▶ Given information
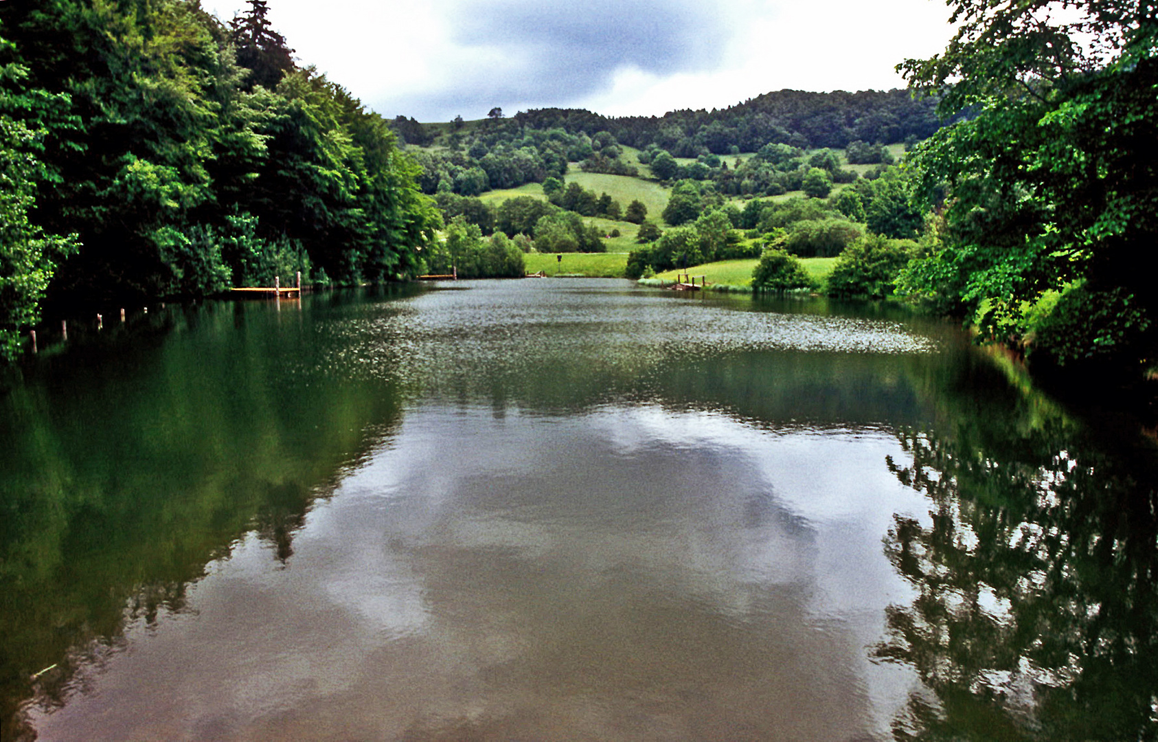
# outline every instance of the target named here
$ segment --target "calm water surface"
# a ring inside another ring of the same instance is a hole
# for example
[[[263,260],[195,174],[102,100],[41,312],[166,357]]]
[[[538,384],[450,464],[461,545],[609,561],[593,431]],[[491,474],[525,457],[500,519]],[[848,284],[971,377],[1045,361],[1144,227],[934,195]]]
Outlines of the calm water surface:
[[[3,392],[5,740],[1158,734],[1155,447],[951,326],[574,279],[129,325]]]

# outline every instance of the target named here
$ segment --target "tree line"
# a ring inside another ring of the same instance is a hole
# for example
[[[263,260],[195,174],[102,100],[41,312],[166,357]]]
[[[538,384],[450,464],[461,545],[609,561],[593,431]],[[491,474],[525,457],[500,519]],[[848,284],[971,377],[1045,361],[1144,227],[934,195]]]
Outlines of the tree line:
[[[0,5],[0,348],[97,307],[425,271],[441,226],[389,123],[269,24],[184,0]]]

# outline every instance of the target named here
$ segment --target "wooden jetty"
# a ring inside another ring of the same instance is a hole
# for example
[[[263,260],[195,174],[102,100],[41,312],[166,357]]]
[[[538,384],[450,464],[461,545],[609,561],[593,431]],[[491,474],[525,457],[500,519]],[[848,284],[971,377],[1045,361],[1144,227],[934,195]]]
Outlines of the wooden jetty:
[[[293,294],[294,296],[301,296],[300,288],[294,288],[294,287],[278,288],[274,286],[244,286],[242,288],[230,288],[229,293],[247,295],[247,296],[254,294],[265,294],[270,296],[278,296],[279,299],[283,296],[290,296],[291,294]]]
[[[459,266],[452,265],[449,273],[426,273],[419,276],[420,281],[456,281],[459,280]]]
[[[696,285],[697,278],[699,279],[698,286]],[[703,291],[704,286],[708,286],[706,276],[691,276],[690,273],[676,273],[675,282],[669,286],[665,286],[664,282],[660,281],[660,288],[667,288],[669,291]]]
[[[281,299],[283,296],[288,299],[291,295],[293,295],[294,299],[301,299],[301,271],[298,271],[296,286],[286,286],[285,288],[283,288],[281,277],[274,276],[273,286],[243,286],[240,288],[230,288],[229,293],[236,296],[251,296],[254,294],[261,294],[261,295],[272,294],[278,299]],[[120,310],[120,318],[122,321],[125,318],[124,309]]]

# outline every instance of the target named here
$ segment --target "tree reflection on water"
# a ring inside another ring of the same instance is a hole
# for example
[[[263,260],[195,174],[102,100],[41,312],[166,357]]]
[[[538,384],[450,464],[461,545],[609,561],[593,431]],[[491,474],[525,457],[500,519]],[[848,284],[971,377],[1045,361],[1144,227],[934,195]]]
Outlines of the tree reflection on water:
[[[1158,739],[1153,446],[1040,404],[958,419],[888,461],[932,505],[885,539],[916,597],[873,653],[924,683],[894,736]]]

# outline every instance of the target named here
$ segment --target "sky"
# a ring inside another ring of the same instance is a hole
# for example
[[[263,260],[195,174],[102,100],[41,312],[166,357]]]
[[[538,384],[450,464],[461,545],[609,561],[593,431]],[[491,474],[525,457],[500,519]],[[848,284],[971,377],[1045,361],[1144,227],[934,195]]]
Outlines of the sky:
[[[201,0],[228,21],[244,0]],[[945,49],[939,0],[269,0],[301,65],[388,118],[662,116],[762,93],[887,90]]]

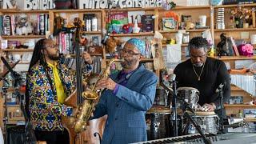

▶ Work to do
Filter the data above down to the lines that contain the word "tree", and copy each of those lines. Treat uppercase and lowercase letters as different.

▶ Result of the exercise
$ segment --target "tree line"
Outlines of the tree line:
$ segment --target "tree reflection on water"
Outlines of the tree reflection on water:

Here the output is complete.